**Requirements:** In this exercise, reproduce all the entries that follow exactly.

**Data rows:**
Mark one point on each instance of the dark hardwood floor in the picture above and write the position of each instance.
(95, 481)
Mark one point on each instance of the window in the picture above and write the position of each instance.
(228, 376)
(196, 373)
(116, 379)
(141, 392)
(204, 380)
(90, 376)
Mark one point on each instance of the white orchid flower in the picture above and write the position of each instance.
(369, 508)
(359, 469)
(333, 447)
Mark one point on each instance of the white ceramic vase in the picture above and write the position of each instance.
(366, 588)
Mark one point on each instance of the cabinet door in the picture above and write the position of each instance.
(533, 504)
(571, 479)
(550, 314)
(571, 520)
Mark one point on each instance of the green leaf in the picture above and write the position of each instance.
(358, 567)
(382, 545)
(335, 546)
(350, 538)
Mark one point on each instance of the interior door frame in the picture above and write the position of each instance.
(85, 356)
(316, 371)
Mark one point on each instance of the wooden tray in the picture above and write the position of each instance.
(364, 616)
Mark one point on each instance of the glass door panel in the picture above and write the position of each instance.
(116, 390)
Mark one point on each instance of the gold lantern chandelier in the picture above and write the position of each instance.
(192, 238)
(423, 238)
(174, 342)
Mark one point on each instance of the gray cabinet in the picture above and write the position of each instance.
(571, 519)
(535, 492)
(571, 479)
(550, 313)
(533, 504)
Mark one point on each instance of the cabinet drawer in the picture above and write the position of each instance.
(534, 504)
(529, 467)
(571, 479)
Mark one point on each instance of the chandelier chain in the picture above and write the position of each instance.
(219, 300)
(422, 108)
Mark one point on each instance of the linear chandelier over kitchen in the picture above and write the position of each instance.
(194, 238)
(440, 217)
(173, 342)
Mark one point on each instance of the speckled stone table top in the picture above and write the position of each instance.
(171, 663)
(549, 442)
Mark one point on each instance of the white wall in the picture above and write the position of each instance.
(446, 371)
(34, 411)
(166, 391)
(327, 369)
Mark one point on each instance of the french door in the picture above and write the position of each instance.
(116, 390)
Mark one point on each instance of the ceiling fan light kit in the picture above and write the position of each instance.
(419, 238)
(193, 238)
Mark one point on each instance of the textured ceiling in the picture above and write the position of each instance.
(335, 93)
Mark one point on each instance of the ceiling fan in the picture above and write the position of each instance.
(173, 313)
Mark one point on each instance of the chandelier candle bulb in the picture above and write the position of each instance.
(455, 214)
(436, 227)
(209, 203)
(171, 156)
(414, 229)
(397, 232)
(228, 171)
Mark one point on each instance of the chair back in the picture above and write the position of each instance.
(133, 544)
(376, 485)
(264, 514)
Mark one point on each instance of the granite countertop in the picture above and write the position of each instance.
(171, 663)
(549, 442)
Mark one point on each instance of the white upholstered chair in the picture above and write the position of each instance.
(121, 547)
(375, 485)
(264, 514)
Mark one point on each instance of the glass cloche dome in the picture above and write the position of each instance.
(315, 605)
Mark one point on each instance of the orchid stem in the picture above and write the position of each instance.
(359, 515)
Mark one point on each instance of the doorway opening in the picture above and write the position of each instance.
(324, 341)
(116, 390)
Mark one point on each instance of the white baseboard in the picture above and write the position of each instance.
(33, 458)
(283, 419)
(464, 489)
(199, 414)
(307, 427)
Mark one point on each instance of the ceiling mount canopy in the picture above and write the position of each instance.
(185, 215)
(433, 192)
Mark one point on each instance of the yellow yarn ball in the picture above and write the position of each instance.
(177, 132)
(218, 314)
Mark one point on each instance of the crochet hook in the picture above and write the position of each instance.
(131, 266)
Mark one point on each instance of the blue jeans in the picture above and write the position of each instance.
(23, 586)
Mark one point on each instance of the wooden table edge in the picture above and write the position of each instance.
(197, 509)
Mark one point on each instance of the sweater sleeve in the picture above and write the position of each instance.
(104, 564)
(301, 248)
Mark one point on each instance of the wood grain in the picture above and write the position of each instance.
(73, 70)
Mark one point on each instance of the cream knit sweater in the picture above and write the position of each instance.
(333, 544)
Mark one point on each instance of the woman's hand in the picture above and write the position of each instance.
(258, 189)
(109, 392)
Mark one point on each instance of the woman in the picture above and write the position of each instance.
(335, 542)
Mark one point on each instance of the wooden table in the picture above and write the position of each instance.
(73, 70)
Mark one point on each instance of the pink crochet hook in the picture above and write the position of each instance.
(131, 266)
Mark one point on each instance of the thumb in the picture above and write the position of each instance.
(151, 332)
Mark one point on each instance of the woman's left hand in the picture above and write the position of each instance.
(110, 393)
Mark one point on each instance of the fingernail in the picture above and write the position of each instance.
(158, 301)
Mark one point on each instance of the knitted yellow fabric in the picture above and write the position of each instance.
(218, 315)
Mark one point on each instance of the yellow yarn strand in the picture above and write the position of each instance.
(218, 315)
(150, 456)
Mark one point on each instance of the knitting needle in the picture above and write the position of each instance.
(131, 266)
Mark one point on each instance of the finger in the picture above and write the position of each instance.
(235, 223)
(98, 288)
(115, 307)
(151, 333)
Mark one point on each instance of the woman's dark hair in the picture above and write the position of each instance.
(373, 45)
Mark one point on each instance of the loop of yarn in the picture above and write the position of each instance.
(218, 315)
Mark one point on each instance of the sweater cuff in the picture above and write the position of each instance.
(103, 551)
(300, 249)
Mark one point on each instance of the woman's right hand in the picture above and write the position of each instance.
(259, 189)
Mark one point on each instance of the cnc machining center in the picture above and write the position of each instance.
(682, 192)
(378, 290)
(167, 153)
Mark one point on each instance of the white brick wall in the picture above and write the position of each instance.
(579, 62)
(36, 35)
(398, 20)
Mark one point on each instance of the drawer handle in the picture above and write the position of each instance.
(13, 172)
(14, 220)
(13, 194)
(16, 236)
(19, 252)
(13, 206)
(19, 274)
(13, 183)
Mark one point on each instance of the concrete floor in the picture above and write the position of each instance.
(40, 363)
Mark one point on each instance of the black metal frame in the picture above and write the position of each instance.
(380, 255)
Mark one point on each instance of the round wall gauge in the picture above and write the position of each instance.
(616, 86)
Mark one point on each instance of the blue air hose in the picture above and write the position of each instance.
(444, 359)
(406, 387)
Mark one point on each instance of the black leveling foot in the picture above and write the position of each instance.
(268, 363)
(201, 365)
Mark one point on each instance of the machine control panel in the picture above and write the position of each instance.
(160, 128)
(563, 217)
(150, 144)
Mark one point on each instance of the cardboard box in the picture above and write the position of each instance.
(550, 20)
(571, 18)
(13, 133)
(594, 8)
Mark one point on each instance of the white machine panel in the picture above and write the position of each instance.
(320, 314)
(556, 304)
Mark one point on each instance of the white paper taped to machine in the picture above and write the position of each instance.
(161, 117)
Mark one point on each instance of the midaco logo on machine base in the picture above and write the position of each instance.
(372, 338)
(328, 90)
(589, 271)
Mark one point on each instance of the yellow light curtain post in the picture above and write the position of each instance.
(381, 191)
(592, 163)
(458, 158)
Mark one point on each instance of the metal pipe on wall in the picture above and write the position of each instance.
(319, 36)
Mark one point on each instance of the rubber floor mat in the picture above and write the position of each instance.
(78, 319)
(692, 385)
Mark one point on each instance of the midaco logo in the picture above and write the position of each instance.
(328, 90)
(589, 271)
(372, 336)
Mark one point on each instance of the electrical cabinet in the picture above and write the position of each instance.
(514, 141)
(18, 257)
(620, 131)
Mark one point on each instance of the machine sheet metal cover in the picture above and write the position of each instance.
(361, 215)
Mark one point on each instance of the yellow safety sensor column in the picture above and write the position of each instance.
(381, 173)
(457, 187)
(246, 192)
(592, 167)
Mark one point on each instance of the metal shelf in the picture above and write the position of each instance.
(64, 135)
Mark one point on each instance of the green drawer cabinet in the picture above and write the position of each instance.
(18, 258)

**Task result:**
Mark one point on each instance of the dark hardwood floor in the picture above and write the position of each instance.
(95, 481)
Mark one point on each instance of the window in the picture above and write the position of each instance.
(228, 376)
(196, 373)
(116, 379)
(141, 392)
(204, 380)
(90, 376)
Mark one point on each instance of the white orchid flower in the picture above and write the position of each instance.
(369, 508)
(359, 469)
(333, 447)
Mark one point on each instance of the white ceramic vase in the picture above and write the position of each instance.
(366, 588)
Mark one point on each instance of the cabinet door in the picture above and write the position of each instance.
(533, 504)
(571, 479)
(550, 314)
(571, 520)
Mark one point on each instance of the green leaf in the picture above and write the position of each instance.
(358, 567)
(382, 545)
(335, 546)
(350, 538)
Mark one point on each instance of the interior door frame in the picture above and write the position of each instance.
(85, 356)
(316, 371)
Mark one point on each instance of the wooden tray in the picture above and write the position of each instance.
(364, 616)
Mark one point on each instance of the glass door panel in the picture above and write the position of each instance.
(116, 390)
Mark one point on each instance of the gold lantern chandelier in the picture above and write the position of each instance.
(192, 238)
(423, 238)
(174, 342)
Mark one point on each instance of the gray cabinet in the picture above and write the position of each instance.
(571, 519)
(535, 492)
(571, 479)
(550, 313)
(533, 504)
Mark one point on each instance of the cabinet drawer in the picture above and write the position of each instance.
(534, 504)
(529, 467)
(571, 479)
Mark one point on each instance of the chandelier chain in the picture above and write the position of each instance.
(219, 300)
(422, 108)
Mark one point on each instance of the linear chandelier over kitchen in the picture above and write the position of each instance.
(194, 238)
(440, 217)
(173, 342)
Mark one point on each instance of the speckled stone table top in the picture above and write the position of each instance.
(171, 663)
(549, 442)
Mark one point on each instance of the white wall in the picture above and write the position of each instance.
(446, 371)
(34, 411)
(166, 391)
(327, 369)
Mark one point on each instance of the french door in the picture above and write the position of each instance.
(116, 390)
Mark one point on each instance of the ceiling fan light kit in the picture above and write the position of each instance.
(419, 238)
(193, 238)
Mark one point on each instance of the textured ceiling in the picture above and write the position of each instance.
(335, 93)
Mark one point on each instance of the ceiling fan in the picture above and write the position of each instance.
(173, 313)
Mark one point on each instance of the chandelier candle bulb in the picture above and write the position of each instance.
(455, 214)
(436, 227)
(209, 203)
(171, 156)
(414, 229)
(397, 232)
(228, 171)
Mark one point on each instance of the chair back in the picture above and write the position of each instance.
(133, 544)
(376, 485)
(264, 514)
Mark one point on each instance of the granite countertop in the picture above and write the position of each instance.
(171, 663)
(549, 442)
Mark one point on each instance of the white upholstered chair in the picture above and write the position of each instance.
(121, 547)
(375, 485)
(264, 514)
Mark one point on each instance of the glass cloche dome in the picture above and write the position of each instance.
(315, 605)
Mark one point on each instance of the orchid stem in the picture above and write the position of each instance.
(359, 515)
Mark one point on each instance of the doorway opening in the picture above and write the position of each instance.
(324, 341)
(116, 390)
Mark one point on each instance of the white baseboard in the picture above and write the position of each instance.
(33, 458)
(283, 419)
(464, 489)
(199, 414)
(307, 427)
Mark one point on each instance of the ceiling mount canopy in the picture above and write the position of each instance.
(185, 215)
(433, 192)
Mark one point on each instance of the yellow yarn ball in the picture above and write the position of each instance.
(177, 132)
(218, 314)
Mark one point on each instance of the crochet hook in the picture above and write the position of each instance.
(131, 266)
Mark one point on each instance of the blue jeans in the picture above and write the position of each instance.
(23, 586)
Mark one point on each instance of the wooden table edge in the picture above and write the position of each instance.
(197, 509)
Mark one point on each instance of the sweater sleeve in the picture above and write the position of each instance.
(104, 564)
(301, 248)
Mark one point on each instance of the wood grain in the picture above and write the position of each instance.
(73, 70)
Mark one point on each instance of the cream knit sweater in the picture above and write the position of each instance.
(333, 544)
Mark one point on each instance of the woman's hand in the picture above and write the position of each instance.
(258, 189)
(109, 392)
Mark one point on each instance of the woman in the picture above and write the position of each instance.
(335, 542)
Mark one point on each instance of the wooden table in the picture above and write the position of each instance.
(73, 70)
Mark one point on each instance of the pink crochet hook in the picture above and write the position of each instance.
(131, 266)
Mark one point on each instance of the thumb in the picture above and write the position of each instance.
(151, 332)
Mark one point on each instance of the woman's left hand in the picture above and write the position of each instance.
(110, 393)
Mark one point on each instance of the fingernail in the picture above and write the position of each instance.
(158, 301)
Mark one point on each instance of the knitted yellow fabric in the picture above and write the position of each instance.
(218, 315)
Mark one point on each instance of the yellow yarn strand in the picture above and write the position of each instance.
(218, 315)
(150, 456)
Mark one point on each instance of the knitting needle in the picture above and write the position of each instance.
(131, 266)
Mark one point on each instance of the finger in the picture above and write the position of each instance.
(235, 223)
(98, 288)
(115, 307)
(151, 333)
Mark one point on each instance of the woman's dark hair in the picture above and write the position of each instance.
(373, 45)
Mark one point on each instance of the loop of yarn in the picture above and write the position of each instance.
(218, 315)
Mark one point on each instance of the sweater cuff in the picture above and write the position of each instance.
(103, 551)
(300, 249)
Mark one point on each instance of the woman's right hand in the picture above and write the position of each instance.
(259, 189)
Mark one point on each instance of the cnc machining center in the picture above and write the position of each instance.
(682, 192)
(378, 290)
(167, 153)
Mark one point on each instance of the white brick wall in the picture above and write the position of each instance.
(579, 62)
(36, 35)
(398, 20)
Mark one point on each instance of the drawer handle in the picture above and write the position of each instance.
(13, 172)
(14, 220)
(13, 194)
(16, 236)
(19, 252)
(13, 206)
(19, 274)
(13, 183)
Mark one point on each instance of the concrete floor in the picture above and write the position of each instance.
(40, 363)
Mark one point on each instance of the black metal frame in the picture above and write the position of each instance.
(380, 255)
Mark one point on each instance of the round wall gauge in the picture above and write the position of each instance.
(616, 86)
Mark one point on each instance of the blue air hose in the picture above and write the position of each instance.
(444, 359)
(406, 387)
Mark one point on each instance of the black leveling foot in the picture above and write the position of each instance.
(268, 363)
(201, 365)
Mark one point on each instance of the machine control panel in the picture above and write the position of each instance.
(160, 128)
(563, 217)
(150, 144)
Mark one point on each instance of the cardboard box in the picture above and write the position of each instance.
(550, 20)
(571, 18)
(13, 133)
(594, 8)
Mark one point on each instance of the white machine panel in the picture above and write the position of each instance.
(320, 314)
(556, 304)
Mark one point on each instance of the white paper taped to machine in the picture above and write the position of each instance.
(161, 117)
Mark one point on each instance of the midaco logo on machine base in the picture above and write the position of each instance.
(372, 338)
(328, 90)
(589, 271)
Mark one point on each instance of the yellow light curtain post in the picture above and write the position of each instance.
(381, 191)
(592, 163)
(458, 158)
Mark one point on each instance of the metal pipe on wall in the picture above and write the position of each instance.
(319, 36)
Mark one point on each instance of the rubber floor mat in the picture above and write the position of each instance.
(78, 319)
(692, 385)
Mark one point on each instance of the midaco logo in the picture above and write the position of each instance.
(328, 90)
(589, 271)
(372, 336)
Mark one point on each instance of the electrical cabinet in the picture above and write the position of each instance.
(514, 141)
(18, 257)
(620, 131)
Mark one point on each instance of the machine sheet metal cover in the picture above and write the position of each instance.
(361, 215)
Mark one point on each instance of the yellow safety sensor column in the picture above and write the position of each instance.
(381, 173)
(457, 187)
(246, 192)
(592, 167)
Mark one point on each instance of the metal shelf in the picture above and write the position of each instance.
(64, 135)
Mark one point on each instance of the green drawer cabinet in the picture above and write the position of each instance.
(18, 258)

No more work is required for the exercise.